*Exercises*:
- A) According to the speech on the growth of government, since when has that growth sped up?
- B) Write the next part of the speech on the growth of government, picking up right after its final sentence.

In previous years Dr Oliver Hartwich spoke at The Centre for Independent Studies 'Consilium' conference about the future of capitalism and about Europe's economic and social decline. His presentation to this month's gathering in Queensland is closely linked to these topics.
What I have previously argued, at Consilium and elsewhere, is this: Since the beginning of the Global Financial Crisis, or indeed the Great Recession as it is now often referred to, we have been witnessing not a crisis of capitalism but mainly a crisis of government: It is a crisis of governments that have grown too big, too intrusive, too taxing, and too indebted.
This is most clearly on display in Europe.
But this is not just a European problem. The growth of government is a phenomenon in most developed nations. Government has been growing since the beginning of industrialisation, and this growth has accelerated since the First World War.
Today, I would like to speak about how much government has grown. I will also go through some of the theories explaining this growth of government, mainly from a public choice perspective, and then we need to talk about the debt burden this has left behind.

*Recorded information*:
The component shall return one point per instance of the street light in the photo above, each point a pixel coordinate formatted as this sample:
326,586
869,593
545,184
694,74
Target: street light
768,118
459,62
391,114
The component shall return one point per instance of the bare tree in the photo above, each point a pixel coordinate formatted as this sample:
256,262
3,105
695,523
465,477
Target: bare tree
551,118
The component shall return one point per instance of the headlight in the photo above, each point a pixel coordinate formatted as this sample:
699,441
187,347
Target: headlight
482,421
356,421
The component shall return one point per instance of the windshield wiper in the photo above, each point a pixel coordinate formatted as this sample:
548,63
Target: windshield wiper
---
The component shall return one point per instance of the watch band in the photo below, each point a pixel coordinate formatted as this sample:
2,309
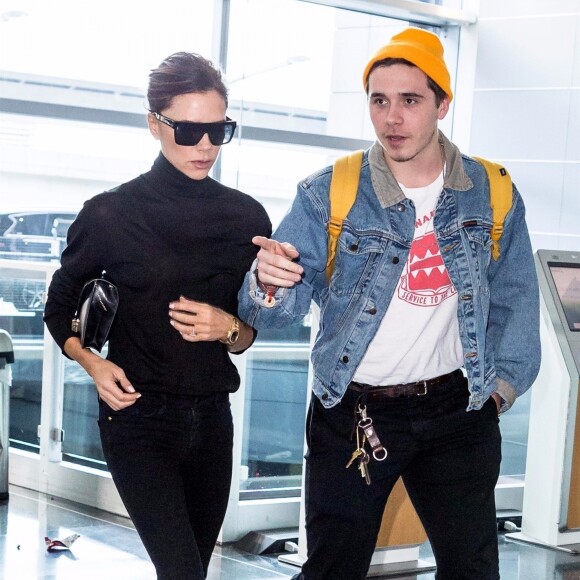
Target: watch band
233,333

*Results for the exercise*:
- A) Since the First World War.

- B)
Finally, I will be looking at ways in which the trend of increasing public expenditure might be reversed – that is, if it can be reversed at all. Within systems of representative democracy and in a world that is undergoing a fundamental demographic change towards older societies there may be some doubts about that.
To begin with some history, the first economist to hypothesise about an ever-growing government was Adolph Wagner.
Wagner was a leading Kathedersozialist in Imperial Germany, that means he was an academic socialist, and he is best known for Wagner’s Law. In its simplest form it states that demands for publically delivered social services will increase the size of government over time.
Wagner had observed some growth of government in his lifetime. He lived from 1835 to 1917. However, when he first theorised on Wagner’s Law in the late 19th century, government was still tiny – at least by today’s standards.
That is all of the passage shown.